*Exercise passage*.

Nah, that would make too much sense

Bill Bradbury, Oregon's Secretary of State, has an op-ed piece in the WaPo today: Vote-by-Mail: The Real Winner Is Democracy

Frankly, after having utilized a mail-in absentee ballot this year, I have to agree that a vote-by-mail system would be far superior to the nonsense that we suffered through this year in places like Ohio where some, mostly in minority precincts, had to wait in line for hours to vote on machines for which there was no paper audit trail.

In the article, he sites the reduced cost and improved supervision of the counting process as reasons to adopt the system nation-wide.
Without polling places, vote-by-mail eliminates the expensive and time-consuming recruitment and training of poll workers. As a result, the cost of a vote-by-mail election is nearly 30 percent less than the cost of a polling place election.

Centralized supervision and control of ballot processing by elections officials in county elections offices, instead of dispersed polling places, maintains uniformity and strict compliance with law throughout the state.

*Activity*.
Answer these questions about the vote-by-mail post:
1. What office does Bill Bradbury hold?
2. What kind of ballot did the writer use this year?
3. By about what percent is a vote-by-mail election cheaper than a polling place election?
The lines after this post aren't needed.

*Data extract*.
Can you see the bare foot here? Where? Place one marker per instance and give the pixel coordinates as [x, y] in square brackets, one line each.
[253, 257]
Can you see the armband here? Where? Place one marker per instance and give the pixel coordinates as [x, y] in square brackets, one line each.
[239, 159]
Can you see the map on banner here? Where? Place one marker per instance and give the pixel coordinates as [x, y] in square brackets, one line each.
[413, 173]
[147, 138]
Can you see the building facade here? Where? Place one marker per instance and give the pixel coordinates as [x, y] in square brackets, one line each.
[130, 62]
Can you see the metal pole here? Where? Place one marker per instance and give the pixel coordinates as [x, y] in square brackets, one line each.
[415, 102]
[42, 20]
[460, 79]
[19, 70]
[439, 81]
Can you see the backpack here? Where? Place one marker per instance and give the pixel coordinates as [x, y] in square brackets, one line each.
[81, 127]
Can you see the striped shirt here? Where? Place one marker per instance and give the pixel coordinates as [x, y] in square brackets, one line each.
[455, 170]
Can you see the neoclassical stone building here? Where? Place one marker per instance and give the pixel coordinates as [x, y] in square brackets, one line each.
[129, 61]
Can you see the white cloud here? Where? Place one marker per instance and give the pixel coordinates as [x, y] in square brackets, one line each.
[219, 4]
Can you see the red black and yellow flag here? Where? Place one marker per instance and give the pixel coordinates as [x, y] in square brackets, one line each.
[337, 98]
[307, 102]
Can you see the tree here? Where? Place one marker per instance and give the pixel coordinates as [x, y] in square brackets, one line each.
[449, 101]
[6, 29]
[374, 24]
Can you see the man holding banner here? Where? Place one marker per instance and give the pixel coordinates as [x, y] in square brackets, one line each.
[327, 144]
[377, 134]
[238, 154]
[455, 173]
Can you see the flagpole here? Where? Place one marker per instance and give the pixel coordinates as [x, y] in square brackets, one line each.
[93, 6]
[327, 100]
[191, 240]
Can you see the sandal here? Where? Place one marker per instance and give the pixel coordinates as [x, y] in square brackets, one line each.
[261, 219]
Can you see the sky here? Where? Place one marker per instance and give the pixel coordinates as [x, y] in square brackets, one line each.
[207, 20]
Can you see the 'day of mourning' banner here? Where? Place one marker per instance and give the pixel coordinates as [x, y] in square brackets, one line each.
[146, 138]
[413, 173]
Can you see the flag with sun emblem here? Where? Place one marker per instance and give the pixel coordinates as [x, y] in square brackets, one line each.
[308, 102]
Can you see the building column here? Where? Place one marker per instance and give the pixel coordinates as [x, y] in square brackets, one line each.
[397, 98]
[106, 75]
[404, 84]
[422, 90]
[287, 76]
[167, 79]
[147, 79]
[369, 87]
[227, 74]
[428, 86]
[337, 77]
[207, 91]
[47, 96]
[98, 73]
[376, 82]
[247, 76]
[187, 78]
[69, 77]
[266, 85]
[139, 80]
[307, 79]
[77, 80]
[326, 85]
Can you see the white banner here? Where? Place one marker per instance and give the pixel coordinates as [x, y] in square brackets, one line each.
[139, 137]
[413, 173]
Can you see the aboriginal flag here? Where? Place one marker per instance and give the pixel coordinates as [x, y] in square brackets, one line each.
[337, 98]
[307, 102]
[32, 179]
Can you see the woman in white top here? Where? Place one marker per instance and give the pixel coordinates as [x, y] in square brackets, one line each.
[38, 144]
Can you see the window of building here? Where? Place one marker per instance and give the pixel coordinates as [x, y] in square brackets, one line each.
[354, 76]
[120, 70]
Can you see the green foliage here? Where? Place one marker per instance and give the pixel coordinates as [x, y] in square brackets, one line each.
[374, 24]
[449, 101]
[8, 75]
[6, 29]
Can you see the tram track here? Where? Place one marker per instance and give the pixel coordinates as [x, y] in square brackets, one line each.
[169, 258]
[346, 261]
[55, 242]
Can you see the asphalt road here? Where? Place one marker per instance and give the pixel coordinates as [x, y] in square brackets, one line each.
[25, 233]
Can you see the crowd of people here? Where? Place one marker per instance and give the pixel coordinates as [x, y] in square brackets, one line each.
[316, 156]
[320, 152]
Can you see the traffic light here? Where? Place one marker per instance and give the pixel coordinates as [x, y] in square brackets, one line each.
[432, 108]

*Final answer*.
1. Oregon's Secretary of State
2. A mail-in absentee ballot
3. Nearly 30 percent